Task list.
(a) From the brine shrimp hatcher thread, extract the passage between "## rubadudbdub (12" and "kit sitting around.", inclusive.
(b) In the brine shrimp hatcher thread, where does the first poster say they usually place the hatcher for extra warmth?
(c) Continue the brine shrimp hatcher thread from where it stops.

I've got one of those Jay, my advice would be don't put to many eggs in at once as it really fowls the water and don't expect a hatch rate anywhere near as high as with a bubbling hatcher. It's good for supplimental feeding but they take longer to hatch for me (probably bease i only really use it in the winter when the outdoor live foods stop). I tend to just sit it on top of my tank for the extra warmth.


----------



## jaypeecee (9 Jun 2020)

Hi @mort 

Thanks for the feedback. All points duly noted.

JPC


----------



## rubadudbdub (12 Jun 2020)

This was my rough copy of that system. 
 Yoghurt pot rim is trimmed to allow a little shallow slots that sits below the water line.  The pot sits upside down on the feet created by the untrimmed rim.   Cysts go into the yoghurt pot, covered by a Tommy tippie lid that has finally found a use.  The shrimp swim out the slots when they've hatched.  I only use it for small amounts of BBS, more cysts don't translate into more shrimp.   It separates the eggs pretty well.  So long as I don't knock it (hence the debris in the photo!) or suck out enough water that the level drops below the  top of the slots.  I find it easier than the bubble hatcher I bought.   Plus if I stop hatching bbs the tuppaware can go back in the cupboard and I don't have another piece of fish tank kit sitting around.

Entries provided.
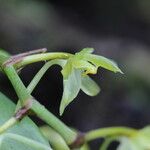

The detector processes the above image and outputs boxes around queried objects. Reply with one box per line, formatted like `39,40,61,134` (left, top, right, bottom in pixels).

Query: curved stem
0,117,18,134
14,52,73,68
27,59,65,93
4,133,51,150
85,127,137,141
99,137,116,150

Expected outputs.
(a)
## rubadudbdub (12 Jun 2020)

This was my rough copy of that system. 
 Yoghurt pot rim is trimmed to allow a little shallow slots that sits below the water line.  The pot sits upside down on the feet created by the untrimmed rim.   Cysts go into the yoghurt pot, covered by a Tommy tippie lid that has finally found a use.  The shrimp swim out the slots when they've hatched.  I only use it for small amounts of BBS, more cysts don't translate into more shrimp.   It separates the eggs pretty well.  So long as I don't knock it (hence the debris in the photo!) or suck out enough water that the level drops below the  top of the slots.  I find it easier than the bubble hatcher I bought.   Plus if I stop hatching bbs the tuppaware can go back in the cupboard and I don't have another piece of fish tank kit sitting around.

(b) On top of their tank.

(c)
I did an erasmus study year at Berlin Humboldt uni and took their ornamental fish breeding course.  The fish house had a shallow square perspex box baffled to flow under and over like a sump.  Water and cysts on one side, cover on top.  Then you syringed the BBS out of the uncovered side.   It worked very well, but have never seen one since.  The hobby one is the same principle.


----------



## rubadudbdub (12 Jun 2020)

dw1305 said:


> I usually re-culture the micro-worms if they small at all alcoholic.



I wonder what I'm doing differently then. Mine seem to commonly have a waft of alcohol smell.  Initially probably from the culture seeding the fresh one.  Then it gets less after a couple of days, then picks up again.  The low odour period in the middle is only a few days. If I don't harvest them for a day, then the next time I open the container there's another waft of alcoholic smell.  I wondered if the air flow through my 8mm drill but holes in the lid might not be enough. 

I'll try grinding the oats and not leaving it so long to reculture.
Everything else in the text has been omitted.